List each line of the listing below that contains the word "lamp". Matches must have the same uppercase and lowercase letters.

BEGIN DATA ROWS

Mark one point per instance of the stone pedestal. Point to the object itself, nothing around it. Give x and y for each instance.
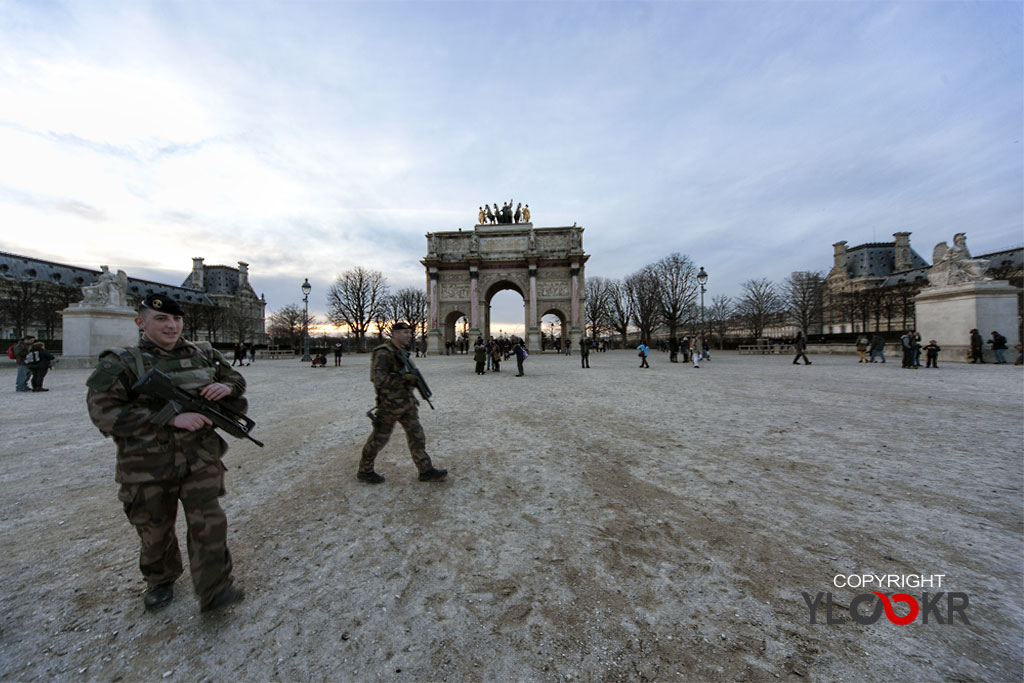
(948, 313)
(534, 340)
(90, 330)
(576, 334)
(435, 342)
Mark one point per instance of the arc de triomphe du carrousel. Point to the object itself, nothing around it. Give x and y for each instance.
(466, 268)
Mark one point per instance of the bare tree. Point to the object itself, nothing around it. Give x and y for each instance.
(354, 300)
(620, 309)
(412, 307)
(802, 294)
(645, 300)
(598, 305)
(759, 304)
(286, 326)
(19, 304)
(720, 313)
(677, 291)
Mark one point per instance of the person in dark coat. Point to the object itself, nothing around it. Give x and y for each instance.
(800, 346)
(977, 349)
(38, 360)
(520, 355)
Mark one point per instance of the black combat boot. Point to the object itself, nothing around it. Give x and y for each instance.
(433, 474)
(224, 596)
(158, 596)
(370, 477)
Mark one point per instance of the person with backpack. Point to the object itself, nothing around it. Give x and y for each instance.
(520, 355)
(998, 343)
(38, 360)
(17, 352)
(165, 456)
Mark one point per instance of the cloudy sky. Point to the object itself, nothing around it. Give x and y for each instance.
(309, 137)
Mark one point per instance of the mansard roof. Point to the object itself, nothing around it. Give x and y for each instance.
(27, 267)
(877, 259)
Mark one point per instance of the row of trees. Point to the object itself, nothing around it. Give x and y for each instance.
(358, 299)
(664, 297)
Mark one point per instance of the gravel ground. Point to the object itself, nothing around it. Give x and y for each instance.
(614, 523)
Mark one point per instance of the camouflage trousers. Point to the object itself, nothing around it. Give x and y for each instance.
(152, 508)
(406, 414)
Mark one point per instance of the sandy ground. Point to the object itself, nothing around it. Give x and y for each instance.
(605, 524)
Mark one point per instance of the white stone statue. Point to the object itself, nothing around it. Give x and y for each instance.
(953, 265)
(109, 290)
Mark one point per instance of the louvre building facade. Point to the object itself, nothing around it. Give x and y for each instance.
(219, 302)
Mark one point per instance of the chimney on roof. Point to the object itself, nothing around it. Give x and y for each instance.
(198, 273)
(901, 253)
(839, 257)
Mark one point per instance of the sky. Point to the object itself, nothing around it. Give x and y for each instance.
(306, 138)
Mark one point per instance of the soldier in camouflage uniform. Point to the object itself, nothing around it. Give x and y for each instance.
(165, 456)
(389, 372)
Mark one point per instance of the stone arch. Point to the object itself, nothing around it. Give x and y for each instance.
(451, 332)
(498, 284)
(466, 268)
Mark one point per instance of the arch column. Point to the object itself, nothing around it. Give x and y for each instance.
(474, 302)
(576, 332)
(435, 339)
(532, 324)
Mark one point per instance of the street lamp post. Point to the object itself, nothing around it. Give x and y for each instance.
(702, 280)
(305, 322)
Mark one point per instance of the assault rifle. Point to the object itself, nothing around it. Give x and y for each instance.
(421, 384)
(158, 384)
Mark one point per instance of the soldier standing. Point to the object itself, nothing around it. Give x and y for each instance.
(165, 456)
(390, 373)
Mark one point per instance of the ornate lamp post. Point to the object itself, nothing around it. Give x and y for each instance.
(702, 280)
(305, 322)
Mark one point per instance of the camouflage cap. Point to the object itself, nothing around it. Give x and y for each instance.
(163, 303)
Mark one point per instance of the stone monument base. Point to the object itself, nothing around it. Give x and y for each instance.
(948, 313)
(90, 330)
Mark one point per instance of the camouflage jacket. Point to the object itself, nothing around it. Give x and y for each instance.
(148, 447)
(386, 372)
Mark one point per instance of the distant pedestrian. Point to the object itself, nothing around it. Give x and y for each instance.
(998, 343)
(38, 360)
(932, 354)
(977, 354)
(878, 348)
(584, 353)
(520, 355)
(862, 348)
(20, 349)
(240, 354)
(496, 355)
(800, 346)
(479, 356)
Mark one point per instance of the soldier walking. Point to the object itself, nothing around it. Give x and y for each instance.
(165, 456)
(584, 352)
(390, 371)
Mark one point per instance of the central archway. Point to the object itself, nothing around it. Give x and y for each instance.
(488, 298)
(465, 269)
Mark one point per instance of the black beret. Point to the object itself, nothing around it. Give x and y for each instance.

END DATA ROWS
BEGIN DATA ROWS

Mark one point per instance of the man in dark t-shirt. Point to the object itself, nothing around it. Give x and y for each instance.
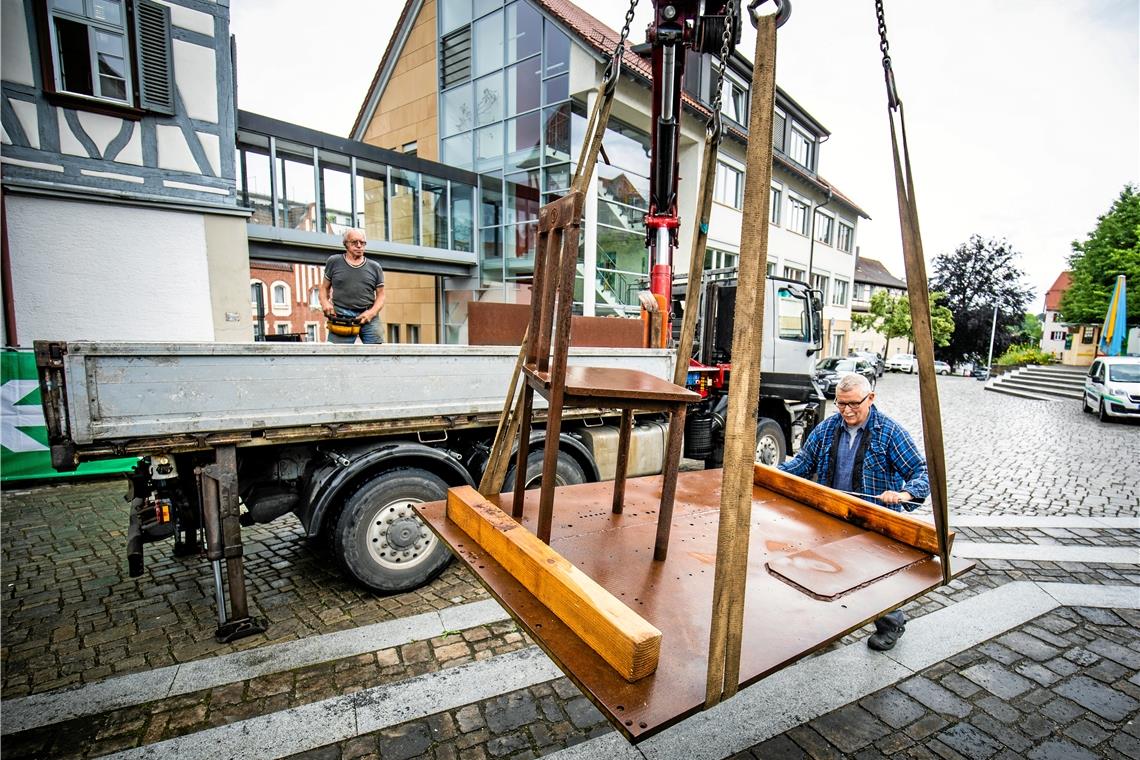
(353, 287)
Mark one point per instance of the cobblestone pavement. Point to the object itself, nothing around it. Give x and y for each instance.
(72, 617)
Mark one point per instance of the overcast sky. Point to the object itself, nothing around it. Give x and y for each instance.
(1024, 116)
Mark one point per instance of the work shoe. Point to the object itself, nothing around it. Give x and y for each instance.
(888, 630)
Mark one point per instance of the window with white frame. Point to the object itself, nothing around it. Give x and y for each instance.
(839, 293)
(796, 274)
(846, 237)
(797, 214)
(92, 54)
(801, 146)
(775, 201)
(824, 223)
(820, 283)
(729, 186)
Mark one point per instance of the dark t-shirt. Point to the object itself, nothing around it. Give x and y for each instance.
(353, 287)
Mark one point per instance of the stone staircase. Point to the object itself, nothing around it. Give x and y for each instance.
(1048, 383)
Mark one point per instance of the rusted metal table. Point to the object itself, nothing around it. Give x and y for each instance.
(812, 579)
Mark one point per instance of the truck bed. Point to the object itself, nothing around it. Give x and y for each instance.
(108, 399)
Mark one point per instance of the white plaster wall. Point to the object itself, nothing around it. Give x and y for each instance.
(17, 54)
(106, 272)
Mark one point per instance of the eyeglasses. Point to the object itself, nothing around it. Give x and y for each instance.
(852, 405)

END DATA ROWS

:: THE ANSWER ::
Mark one point per instance of the street lamp post. Point to the object itself, nothing around it. Give x and y for each instance.
Mark one point per instance of the ornate lamp post. Point to the object itself, nothing around it. Give x and y for each instance.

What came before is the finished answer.